# [Problem statement]
Only one stretch of the data below is wanted: the lines from the one with "Target: window with white frame" through the one with "Pass a phrase", repeated exactly.

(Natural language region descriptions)
|---|
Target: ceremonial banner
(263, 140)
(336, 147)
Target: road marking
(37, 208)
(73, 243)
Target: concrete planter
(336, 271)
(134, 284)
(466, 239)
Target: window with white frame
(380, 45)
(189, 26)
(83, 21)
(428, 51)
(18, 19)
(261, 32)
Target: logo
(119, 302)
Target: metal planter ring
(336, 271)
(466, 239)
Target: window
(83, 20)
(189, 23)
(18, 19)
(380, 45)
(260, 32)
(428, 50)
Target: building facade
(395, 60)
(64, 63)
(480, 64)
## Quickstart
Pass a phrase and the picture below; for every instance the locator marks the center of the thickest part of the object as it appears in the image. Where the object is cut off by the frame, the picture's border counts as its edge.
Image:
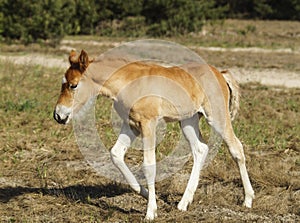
|---|
# [Task answer]
Target: window with white frame
(380, 45)
(189, 26)
(83, 21)
(428, 51)
(18, 19)
(261, 32)
Target: logo
(119, 302)
Target: metal planter ring
(336, 271)
(466, 239)
Target: window
(83, 20)
(189, 23)
(18, 19)
(380, 45)
(260, 32)
(428, 50)
Target: building facade
(395, 60)
(64, 63)
(480, 64)
## Quickstart
Pass a phrase and the picture below; for every instance the locator marks the center of the thickest part of the object as it appears in the image. Where the object is cut off by the frame, the picture's border counts as its edge.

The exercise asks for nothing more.